→ Stored data entries:
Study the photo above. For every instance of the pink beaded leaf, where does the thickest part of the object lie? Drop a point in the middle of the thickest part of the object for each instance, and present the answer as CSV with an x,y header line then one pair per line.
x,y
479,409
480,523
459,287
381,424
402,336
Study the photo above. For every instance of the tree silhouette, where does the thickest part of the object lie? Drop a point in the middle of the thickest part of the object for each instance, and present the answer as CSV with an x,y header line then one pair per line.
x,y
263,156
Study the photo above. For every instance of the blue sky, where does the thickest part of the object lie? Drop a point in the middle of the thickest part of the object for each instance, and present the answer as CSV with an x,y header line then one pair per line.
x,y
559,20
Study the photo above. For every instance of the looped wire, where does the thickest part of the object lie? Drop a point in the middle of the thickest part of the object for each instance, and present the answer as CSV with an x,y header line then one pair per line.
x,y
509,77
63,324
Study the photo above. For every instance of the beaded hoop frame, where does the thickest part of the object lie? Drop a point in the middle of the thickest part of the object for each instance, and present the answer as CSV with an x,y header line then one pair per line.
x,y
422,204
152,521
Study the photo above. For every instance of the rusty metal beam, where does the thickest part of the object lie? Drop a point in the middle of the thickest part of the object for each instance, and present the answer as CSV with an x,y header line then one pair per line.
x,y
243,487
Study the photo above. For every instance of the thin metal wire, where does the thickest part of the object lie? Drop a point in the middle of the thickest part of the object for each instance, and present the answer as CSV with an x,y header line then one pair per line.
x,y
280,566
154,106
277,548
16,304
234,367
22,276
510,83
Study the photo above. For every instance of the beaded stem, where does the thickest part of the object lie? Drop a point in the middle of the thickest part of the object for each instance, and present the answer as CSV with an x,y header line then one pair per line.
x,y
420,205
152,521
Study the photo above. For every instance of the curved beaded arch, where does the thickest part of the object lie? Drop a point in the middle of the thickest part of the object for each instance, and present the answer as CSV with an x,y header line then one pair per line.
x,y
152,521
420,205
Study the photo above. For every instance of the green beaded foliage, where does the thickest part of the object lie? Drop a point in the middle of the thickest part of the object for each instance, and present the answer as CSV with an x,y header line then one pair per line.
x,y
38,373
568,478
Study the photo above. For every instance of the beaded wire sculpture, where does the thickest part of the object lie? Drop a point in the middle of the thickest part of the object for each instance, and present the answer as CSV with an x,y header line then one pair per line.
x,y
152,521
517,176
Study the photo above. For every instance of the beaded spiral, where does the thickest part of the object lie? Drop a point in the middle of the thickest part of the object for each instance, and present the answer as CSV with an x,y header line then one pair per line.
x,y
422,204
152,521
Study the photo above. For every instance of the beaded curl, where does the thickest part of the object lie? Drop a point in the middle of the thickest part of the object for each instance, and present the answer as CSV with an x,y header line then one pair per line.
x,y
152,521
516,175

→ Problem requirements: Please lay out the listing as a Markdown table, from the line with "beaded stem, where" through the end of the listing. Use the columns "Row" and "Line", and leave out blank lines.

→ Answer for this exercise:
| Row | Line |
|---|---|
| 1 | Study the photo above. For every instance of the beaded stem, where does the thickest part of the object lie? Drop a point in the middle of the thickest part of the object for each instance, and present the answer as CSV with an x,y header line then one pair per line. |
| 2 | x,y |
| 3 | 420,205 |
| 4 | 152,521 |
| 5 | Study the photo above. For every instance of the curved beaded arch, where does the thickest part of the object lie? Drop a point in the middle of the thickest part of the object for each instance, and present the answer as CSV with an x,y header line then one pair per line. |
| 6 | x,y |
| 7 | 152,521 |
| 8 | 420,205 |
| 9 | Study the photo above. For every instance of the green beaded foliage, where does the thickest part of the object lie? Drop a point in the middle of the thickest part of the object for each instance, and present the answer as CSV with an x,y header line then one pair per line. |
| 10 | x,y |
| 11 | 38,373 |
| 12 | 568,478 |
| 13 | Study the photo above. For every instance of the beaded wire sculpture, where does the thickest part of the object lie? Drop a point in the middle of the thickest part of the object for each instance, and present the answer as CSV with an x,y header line then one pair per line. |
| 14 | x,y |
| 15 | 152,521 |
| 16 | 517,176 |
| 17 | Study the photo above. For every instance of the beaded spiral, where does the thickest part of the object lie? Drop a point in the middle of the thickest part of the object for each instance, and present the answer as CSV with an x,y header line then one pair per line. |
| 18 | x,y |
| 19 | 422,204 |
| 20 | 152,521 |
| 21 | Study the photo above. For every instance of the beaded curl, where does the thickest part of the object lie? Drop a point in the middle of the thickest part of the object for each instance, and present the answer as CSV with an x,y header line then one pair per line. |
| 22 | x,y |
| 23 | 152,521 |
| 24 | 516,175 |